Entries from a pointing dataset:
◆ ◆ ◆ ◆

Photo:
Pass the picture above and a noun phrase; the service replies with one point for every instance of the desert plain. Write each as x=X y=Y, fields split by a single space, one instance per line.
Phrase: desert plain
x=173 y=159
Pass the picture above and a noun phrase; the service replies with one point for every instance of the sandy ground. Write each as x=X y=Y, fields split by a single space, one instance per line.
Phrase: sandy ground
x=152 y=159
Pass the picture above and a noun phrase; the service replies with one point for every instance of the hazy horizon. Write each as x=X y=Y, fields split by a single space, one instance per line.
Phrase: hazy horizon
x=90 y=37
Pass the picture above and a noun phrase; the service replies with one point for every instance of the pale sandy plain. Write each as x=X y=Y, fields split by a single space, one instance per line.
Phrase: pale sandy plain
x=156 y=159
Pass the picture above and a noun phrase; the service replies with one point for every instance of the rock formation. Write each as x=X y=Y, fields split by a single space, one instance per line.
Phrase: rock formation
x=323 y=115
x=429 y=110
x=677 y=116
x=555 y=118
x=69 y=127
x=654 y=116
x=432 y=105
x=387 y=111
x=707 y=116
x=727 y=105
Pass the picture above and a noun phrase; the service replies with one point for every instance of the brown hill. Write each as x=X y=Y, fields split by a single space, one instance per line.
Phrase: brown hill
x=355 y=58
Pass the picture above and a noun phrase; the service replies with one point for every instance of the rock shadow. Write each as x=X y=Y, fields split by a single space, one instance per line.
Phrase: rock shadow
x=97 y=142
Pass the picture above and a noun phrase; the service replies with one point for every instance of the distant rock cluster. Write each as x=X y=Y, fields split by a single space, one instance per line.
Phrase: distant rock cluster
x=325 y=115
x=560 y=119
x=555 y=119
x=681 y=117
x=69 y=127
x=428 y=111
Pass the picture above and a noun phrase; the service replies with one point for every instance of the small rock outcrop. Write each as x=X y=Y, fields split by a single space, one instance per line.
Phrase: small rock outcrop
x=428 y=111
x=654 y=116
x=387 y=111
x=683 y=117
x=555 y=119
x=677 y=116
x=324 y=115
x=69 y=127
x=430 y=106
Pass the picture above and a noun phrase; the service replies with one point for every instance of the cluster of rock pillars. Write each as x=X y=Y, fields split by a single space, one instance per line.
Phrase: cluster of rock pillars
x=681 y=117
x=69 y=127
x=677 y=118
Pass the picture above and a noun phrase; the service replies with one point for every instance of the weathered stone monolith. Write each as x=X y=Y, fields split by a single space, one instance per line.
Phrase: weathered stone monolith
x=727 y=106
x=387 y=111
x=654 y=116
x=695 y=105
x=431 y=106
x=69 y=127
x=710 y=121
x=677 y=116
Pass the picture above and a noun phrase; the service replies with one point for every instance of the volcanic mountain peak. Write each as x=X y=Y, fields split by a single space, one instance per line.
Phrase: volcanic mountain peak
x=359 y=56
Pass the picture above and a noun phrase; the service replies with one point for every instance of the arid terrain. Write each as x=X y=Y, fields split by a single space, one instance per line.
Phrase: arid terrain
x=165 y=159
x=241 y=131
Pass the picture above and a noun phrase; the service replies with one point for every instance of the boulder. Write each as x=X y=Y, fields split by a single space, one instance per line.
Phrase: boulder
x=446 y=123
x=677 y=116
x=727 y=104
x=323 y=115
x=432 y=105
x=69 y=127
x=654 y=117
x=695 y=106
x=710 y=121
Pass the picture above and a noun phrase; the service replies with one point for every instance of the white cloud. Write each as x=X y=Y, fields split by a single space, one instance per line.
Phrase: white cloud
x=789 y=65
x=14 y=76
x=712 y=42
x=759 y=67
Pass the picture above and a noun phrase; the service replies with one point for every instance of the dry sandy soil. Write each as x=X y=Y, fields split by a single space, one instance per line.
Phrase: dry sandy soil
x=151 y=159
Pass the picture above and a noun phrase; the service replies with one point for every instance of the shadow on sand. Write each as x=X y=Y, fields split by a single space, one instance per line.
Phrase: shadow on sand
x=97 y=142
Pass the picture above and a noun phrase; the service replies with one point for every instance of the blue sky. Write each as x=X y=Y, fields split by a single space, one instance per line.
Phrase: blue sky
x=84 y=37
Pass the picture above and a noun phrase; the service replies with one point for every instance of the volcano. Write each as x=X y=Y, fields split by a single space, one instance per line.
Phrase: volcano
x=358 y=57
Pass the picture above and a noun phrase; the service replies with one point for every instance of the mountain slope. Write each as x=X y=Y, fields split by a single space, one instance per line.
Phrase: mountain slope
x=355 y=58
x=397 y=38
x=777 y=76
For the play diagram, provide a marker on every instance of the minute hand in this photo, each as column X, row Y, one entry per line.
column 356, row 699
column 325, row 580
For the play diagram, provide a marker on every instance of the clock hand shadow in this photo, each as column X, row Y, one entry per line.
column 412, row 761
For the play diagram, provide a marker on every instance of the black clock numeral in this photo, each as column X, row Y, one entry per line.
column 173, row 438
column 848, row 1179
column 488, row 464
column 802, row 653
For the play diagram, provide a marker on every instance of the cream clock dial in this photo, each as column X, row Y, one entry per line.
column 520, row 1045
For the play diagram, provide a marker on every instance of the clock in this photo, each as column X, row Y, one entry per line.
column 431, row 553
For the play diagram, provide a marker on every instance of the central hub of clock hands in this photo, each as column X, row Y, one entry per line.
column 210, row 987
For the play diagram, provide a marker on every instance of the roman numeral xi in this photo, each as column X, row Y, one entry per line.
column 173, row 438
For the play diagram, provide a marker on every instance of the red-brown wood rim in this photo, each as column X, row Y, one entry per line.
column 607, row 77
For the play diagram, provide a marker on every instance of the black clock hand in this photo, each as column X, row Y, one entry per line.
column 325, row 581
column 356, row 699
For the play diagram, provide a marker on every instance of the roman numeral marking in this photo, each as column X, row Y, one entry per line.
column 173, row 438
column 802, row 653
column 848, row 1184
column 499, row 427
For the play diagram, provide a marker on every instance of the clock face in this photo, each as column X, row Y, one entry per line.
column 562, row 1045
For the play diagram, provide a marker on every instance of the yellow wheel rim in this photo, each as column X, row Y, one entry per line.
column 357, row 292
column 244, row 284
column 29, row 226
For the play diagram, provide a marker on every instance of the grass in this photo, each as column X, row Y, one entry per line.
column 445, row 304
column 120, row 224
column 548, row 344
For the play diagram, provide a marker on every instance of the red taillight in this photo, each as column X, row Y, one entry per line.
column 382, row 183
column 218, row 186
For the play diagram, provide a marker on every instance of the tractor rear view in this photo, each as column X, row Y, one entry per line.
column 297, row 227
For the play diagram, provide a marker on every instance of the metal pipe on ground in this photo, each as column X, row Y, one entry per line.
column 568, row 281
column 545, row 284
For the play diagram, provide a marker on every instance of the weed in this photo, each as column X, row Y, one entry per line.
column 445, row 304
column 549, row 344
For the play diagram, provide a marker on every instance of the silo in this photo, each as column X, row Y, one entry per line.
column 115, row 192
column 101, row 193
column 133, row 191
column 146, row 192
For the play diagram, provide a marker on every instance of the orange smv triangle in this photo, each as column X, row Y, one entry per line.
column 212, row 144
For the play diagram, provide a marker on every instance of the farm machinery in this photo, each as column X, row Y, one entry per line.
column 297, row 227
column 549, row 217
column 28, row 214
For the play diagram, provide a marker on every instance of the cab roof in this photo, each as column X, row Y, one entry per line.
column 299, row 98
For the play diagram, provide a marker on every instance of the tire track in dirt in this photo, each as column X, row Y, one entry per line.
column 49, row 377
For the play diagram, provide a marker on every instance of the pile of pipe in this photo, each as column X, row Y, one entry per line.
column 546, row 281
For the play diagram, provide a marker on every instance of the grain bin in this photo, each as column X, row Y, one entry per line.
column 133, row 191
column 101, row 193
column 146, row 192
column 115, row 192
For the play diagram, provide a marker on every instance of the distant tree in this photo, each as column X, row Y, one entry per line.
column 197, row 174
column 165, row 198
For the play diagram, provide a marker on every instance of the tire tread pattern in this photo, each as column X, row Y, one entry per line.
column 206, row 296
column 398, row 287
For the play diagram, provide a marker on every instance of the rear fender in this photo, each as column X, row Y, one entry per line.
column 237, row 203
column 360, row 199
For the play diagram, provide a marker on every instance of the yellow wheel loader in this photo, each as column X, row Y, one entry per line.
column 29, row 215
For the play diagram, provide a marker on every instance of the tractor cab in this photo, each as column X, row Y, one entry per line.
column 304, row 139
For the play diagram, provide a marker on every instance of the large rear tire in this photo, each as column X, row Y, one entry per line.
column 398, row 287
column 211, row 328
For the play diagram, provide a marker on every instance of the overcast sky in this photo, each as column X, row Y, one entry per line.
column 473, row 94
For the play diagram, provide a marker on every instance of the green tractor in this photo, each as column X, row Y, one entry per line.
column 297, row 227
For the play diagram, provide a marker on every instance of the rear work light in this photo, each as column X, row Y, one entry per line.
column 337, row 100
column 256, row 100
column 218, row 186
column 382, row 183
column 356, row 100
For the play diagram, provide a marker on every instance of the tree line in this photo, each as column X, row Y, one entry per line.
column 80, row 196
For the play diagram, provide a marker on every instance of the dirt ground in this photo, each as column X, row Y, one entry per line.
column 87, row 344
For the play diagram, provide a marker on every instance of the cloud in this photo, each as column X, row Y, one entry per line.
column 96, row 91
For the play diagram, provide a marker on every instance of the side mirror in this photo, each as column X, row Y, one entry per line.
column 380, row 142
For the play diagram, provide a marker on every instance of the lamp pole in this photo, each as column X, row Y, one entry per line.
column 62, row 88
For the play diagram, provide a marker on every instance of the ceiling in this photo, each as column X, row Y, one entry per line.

◆ ◆ ◆ ◆

Do this
Format the lines as a numbered list, leaving out blank lines, beginning at the line that contains "the rear work" and ending with the line that contains "column 80, row 196".

The response
1. For the play diagram, provide a marker on every instance of the rear work light in this photo, each as column X, row Y, one entry per line.
2. column 337, row 100
3. column 256, row 100
4. column 218, row 186
5. column 382, row 183
6. column 356, row 100
7. For the play diagram, provide a marker on every instance of the tree line in this photo, each as column X, row Y, one entry per line.
8. column 80, row 196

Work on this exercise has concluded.